__TO DO__
Reproduce every one of the records below word for word, leaving nothing out and changing nothing.

__RECORDED DATA__
____________________

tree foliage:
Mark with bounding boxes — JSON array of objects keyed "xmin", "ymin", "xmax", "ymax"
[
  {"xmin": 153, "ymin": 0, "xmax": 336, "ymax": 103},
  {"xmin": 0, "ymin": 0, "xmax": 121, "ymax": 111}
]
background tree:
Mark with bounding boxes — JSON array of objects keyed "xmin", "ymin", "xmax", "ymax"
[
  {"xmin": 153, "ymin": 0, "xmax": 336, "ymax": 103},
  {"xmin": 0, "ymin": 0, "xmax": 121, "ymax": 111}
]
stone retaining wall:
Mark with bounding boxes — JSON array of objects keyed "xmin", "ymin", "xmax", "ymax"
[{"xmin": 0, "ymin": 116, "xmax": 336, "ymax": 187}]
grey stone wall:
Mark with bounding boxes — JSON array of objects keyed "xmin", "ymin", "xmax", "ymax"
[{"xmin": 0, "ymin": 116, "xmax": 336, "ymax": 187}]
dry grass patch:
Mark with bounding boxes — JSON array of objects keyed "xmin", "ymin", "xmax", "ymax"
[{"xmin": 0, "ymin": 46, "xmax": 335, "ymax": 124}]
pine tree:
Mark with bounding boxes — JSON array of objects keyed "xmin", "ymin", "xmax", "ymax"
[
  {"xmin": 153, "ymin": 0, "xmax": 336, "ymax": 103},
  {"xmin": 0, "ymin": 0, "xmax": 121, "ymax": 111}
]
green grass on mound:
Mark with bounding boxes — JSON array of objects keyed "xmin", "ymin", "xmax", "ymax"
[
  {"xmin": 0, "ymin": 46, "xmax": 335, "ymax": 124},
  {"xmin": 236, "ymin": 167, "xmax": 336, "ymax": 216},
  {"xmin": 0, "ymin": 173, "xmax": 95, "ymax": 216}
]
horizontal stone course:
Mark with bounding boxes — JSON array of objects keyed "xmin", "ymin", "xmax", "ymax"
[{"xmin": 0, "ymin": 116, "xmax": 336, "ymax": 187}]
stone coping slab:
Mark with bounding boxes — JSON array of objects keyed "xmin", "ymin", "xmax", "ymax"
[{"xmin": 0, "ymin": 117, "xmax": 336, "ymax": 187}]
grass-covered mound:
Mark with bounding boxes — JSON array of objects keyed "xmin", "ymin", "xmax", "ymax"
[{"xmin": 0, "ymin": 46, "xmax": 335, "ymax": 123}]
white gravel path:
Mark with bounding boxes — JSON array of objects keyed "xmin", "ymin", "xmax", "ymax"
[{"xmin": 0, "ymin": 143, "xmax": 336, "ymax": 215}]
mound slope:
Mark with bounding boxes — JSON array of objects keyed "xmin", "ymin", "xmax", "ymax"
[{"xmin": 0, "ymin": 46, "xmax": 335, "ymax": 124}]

____________________

__FULL SOLUTION__
tree foliage:
Mark with bounding boxes — JSON array of objects keyed "xmin", "ymin", "xmax", "ymax"
[
  {"xmin": 153, "ymin": 0, "xmax": 336, "ymax": 103},
  {"xmin": 0, "ymin": 0, "xmax": 121, "ymax": 111}
]
background tree:
Mark with bounding boxes — JSON array of objects keyed "xmin", "ymin", "xmax", "ymax"
[
  {"xmin": 153, "ymin": 0, "xmax": 336, "ymax": 103},
  {"xmin": 0, "ymin": 0, "xmax": 121, "ymax": 111}
]
stone retaining wall:
Mark with bounding boxes — JSON array of objects keyed "xmin", "ymin", "xmax", "ymax"
[{"xmin": 0, "ymin": 116, "xmax": 336, "ymax": 187}]
grey stone wall:
Mark with bounding boxes — JSON array of objects keyed "xmin", "ymin", "xmax", "ymax"
[{"xmin": 0, "ymin": 116, "xmax": 336, "ymax": 187}]
dry grass patch:
Mark with bounding boxes — JSON array of objects keyed "xmin", "ymin", "xmax", "ymax"
[{"xmin": 0, "ymin": 46, "xmax": 335, "ymax": 124}]
pine tree:
Mark with bounding boxes — JSON array of objects keyed "xmin", "ymin", "xmax", "ymax"
[
  {"xmin": 153, "ymin": 0, "xmax": 336, "ymax": 103},
  {"xmin": 0, "ymin": 0, "xmax": 121, "ymax": 111}
]
green grass on mound:
Mark with bounding boxes — JSON array of objects keyed "xmin", "ymin", "xmax", "ymax"
[
  {"xmin": 0, "ymin": 46, "xmax": 335, "ymax": 124},
  {"xmin": 236, "ymin": 167, "xmax": 336, "ymax": 216},
  {"xmin": 0, "ymin": 173, "xmax": 95, "ymax": 216}
]
horizontal stone course:
Mark with bounding boxes — JSON array of objects keyed "xmin", "ymin", "xmax", "ymax"
[{"xmin": 0, "ymin": 116, "xmax": 336, "ymax": 187}]
stone coping slab:
Mark with bounding boxes — JSON array of objects keyed "xmin", "ymin", "xmax", "ymax"
[{"xmin": 0, "ymin": 117, "xmax": 336, "ymax": 187}]
grass-covered mound:
Mark with bounding boxes — JSON array of objects keyed "xmin", "ymin", "xmax", "ymax"
[{"xmin": 0, "ymin": 46, "xmax": 335, "ymax": 123}]
white gravel path:
Mark with bounding boxes — JSON array of objects keyed "xmin", "ymin", "xmax", "ymax"
[{"xmin": 0, "ymin": 143, "xmax": 336, "ymax": 215}]
mound slope:
Mark with bounding boxes — JSON array of objects keyed "xmin", "ymin", "xmax", "ymax"
[{"xmin": 0, "ymin": 46, "xmax": 335, "ymax": 124}]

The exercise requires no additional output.